Prompt:
Below is a block of records; reproduce all of them exactly and leave out any pictures.

Given data:

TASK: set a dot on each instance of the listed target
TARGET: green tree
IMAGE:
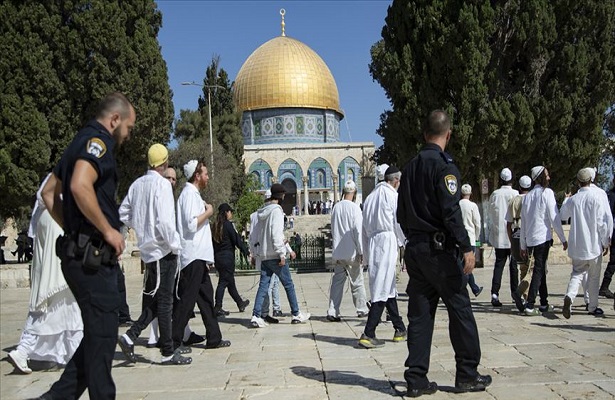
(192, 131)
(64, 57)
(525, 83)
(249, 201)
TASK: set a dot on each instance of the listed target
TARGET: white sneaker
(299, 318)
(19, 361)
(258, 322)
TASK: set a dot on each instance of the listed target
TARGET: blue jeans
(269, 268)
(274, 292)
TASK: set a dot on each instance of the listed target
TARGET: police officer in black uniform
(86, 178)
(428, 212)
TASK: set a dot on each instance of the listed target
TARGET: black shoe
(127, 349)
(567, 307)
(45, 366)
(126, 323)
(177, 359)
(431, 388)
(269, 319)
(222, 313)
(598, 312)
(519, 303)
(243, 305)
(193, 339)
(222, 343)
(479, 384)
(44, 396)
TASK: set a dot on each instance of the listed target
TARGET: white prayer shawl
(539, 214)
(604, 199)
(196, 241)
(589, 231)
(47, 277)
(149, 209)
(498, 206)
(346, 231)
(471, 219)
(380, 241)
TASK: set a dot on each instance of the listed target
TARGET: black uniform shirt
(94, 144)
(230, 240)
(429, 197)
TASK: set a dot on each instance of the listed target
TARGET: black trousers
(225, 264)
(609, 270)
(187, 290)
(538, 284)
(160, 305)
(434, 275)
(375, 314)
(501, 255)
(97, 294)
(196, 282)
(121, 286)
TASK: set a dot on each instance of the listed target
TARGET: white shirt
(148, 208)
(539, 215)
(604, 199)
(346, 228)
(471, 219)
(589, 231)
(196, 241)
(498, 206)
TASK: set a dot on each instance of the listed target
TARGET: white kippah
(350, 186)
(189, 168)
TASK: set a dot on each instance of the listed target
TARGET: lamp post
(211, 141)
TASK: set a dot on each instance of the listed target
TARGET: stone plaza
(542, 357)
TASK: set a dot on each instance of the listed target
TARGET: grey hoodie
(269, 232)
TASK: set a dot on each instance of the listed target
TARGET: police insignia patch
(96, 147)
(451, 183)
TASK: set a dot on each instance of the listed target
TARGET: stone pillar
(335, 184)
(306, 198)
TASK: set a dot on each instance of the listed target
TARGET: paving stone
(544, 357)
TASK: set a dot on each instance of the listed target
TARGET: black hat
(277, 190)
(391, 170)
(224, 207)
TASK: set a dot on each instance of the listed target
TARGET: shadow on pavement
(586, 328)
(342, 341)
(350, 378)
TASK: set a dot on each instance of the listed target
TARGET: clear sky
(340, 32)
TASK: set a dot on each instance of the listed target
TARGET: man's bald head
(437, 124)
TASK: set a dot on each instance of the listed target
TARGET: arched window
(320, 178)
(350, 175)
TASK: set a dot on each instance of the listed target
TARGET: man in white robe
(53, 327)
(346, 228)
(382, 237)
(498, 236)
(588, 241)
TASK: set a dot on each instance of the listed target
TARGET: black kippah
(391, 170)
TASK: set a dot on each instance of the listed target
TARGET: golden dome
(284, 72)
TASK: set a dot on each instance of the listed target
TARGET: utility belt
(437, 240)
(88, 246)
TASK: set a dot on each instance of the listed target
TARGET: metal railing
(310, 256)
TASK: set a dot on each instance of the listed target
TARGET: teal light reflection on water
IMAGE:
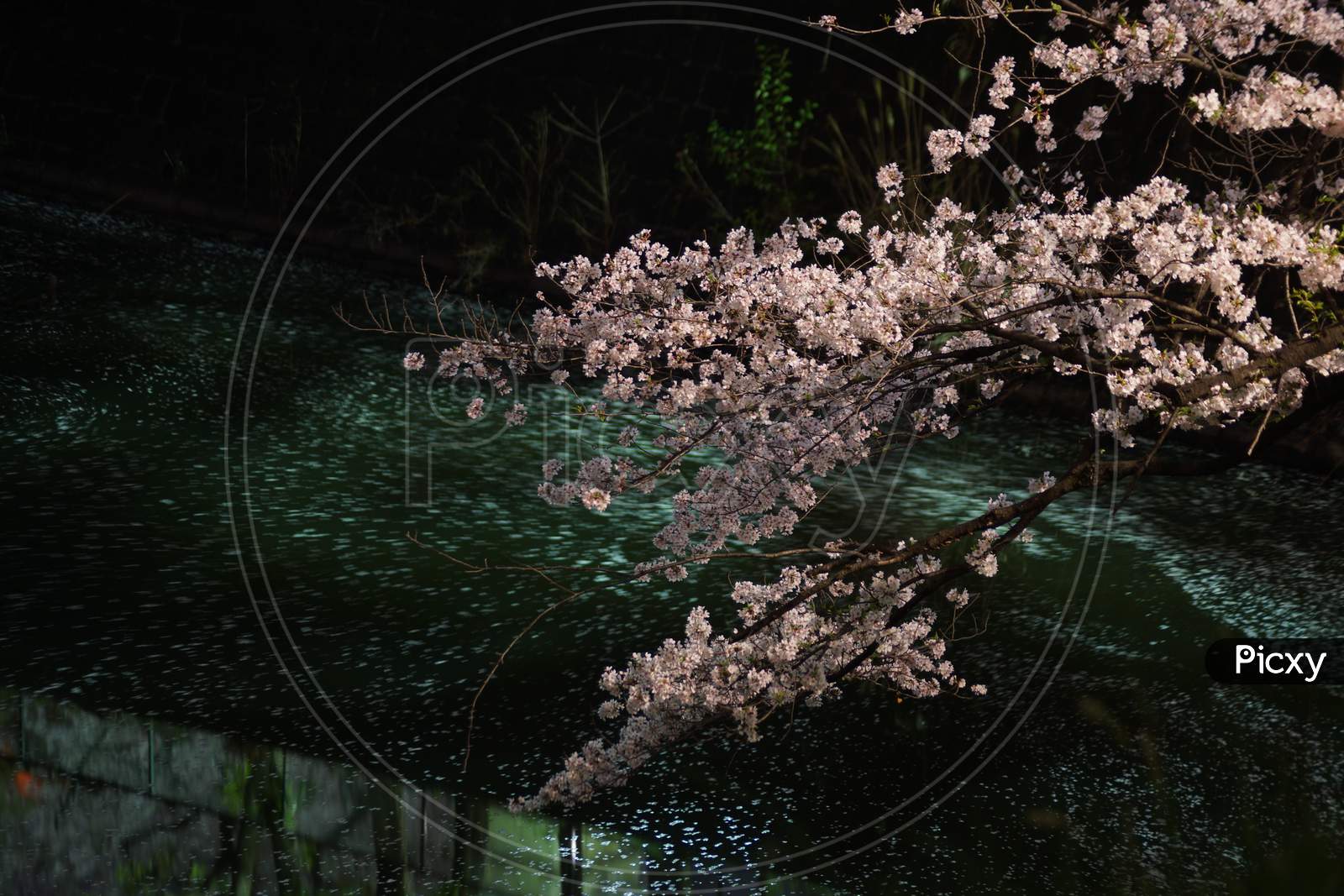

Result of this task:
TASK: set a dot on each instance of the listed target
TARGET: green tree
IMAGE:
(192, 131)
(64, 57)
(525, 83)
(249, 201)
TASK: set a dot on each instance of the listed target
TARGET: white sneaker
(299, 318)
(19, 361)
(258, 322)
TASK: set a dot on each instance of the listed target
TARGET: blue jeans
(269, 268)
(274, 292)
TASK: set a dot on each instance of the listed target
TARGET: police officer in black uniform
(86, 178)
(428, 212)
TASK: set a dot on each instance of the listed target
TARGET: black shoe
(127, 349)
(567, 307)
(45, 366)
(126, 323)
(177, 359)
(431, 388)
(269, 319)
(222, 313)
(598, 312)
(519, 303)
(243, 305)
(193, 339)
(222, 343)
(479, 384)
(44, 396)
TASK: set a dot on each instance of the listed target
TARGET: white prayer shawl
(539, 214)
(604, 199)
(196, 241)
(589, 231)
(47, 277)
(149, 209)
(498, 206)
(346, 231)
(471, 219)
(380, 241)
TASK: set a dot on each instance of the listed target
TARGET: black uniform shirt
(94, 144)
(230, 240)
(429, 197)
TASK: set a dot on each instance of the listed target
TARGET: black trousers
(225, 264)
(609, 270)
(187, 290)
(538, 284)
(160, 305)
(434, 275)
(375, 314)
(501, 255)
(97, 294)
(196, 282)
(121, 286)
TASK: set a dot on each instance of the listed target
TARGET: white shirt
(148, 208)
(539, 215)
(604, 199)
(346, 228)
(471, 219)
(589, 231)
(196, 241)
(498, 206)
TASK: set a dot on each instance of the listed target
TARGET: white kippah
(350, 186)
(189, 168)
TASK: set a dot on each instance of the listed target
TARGET: lamp post
(211, 141)
TASK: set a dot on each instance of the listed target
TARGET: stone plaza
(542, 357)
TASK: set a dot on each instance of the listed target
TARGET: grey hoodie
(269, 232)
TASK: set a dot on each instance of the listed target
TARGET: police insignia patch
(96, 147)
(451, 183)
TASK: set a dot on each instance of the listed target
TARGET: stone pillar
(335, 184)
(306, 198)
TASK: set a dot on each instance of the listed target
TARGET: paving stone
(544, 357)
TASK: set a dot on each instance of the listed target
TARGET: black hat
(277, 190)
(391, 170)
(224, 207)
TASK: set a dot on each instance of the listed target
TARGET: shadow on pavement
(586, 328)
(342, 341)
(350, 378)
TASK: set a dot on each instance of the listed target
TARGET: clear sky
(340, 32)
TASK: set a dot on each instance of the listed target
TARGET: man's bald head
(437, 124)
TASK: set a dot on each instance of the listed target
TARGET: arched window
(320, 178)
(350, 175)
TASK: set a dot on each instance of the listed target
TARGET: man in white robe
(53, 327)
(346, 228)
(382, 237)
(498, 236)
(588, 241)
TASK: set a dot on each instance of the listed target
TARGET: black kippah
(391, 170)
TASK: set a dot on each instance of the listed target
TARGET: golden dome
(284, 72)
TASK: set a dot on each instance of the listed target
TARGET: utility belt
(437, 240)
(88, 246)
TASK: set a dot on each instance of the listed target
TARGET: metal railing
(310, 256)
TASK: set a dot on each instance of the listed target
TARGET: teal light reflection on water
IMAGE:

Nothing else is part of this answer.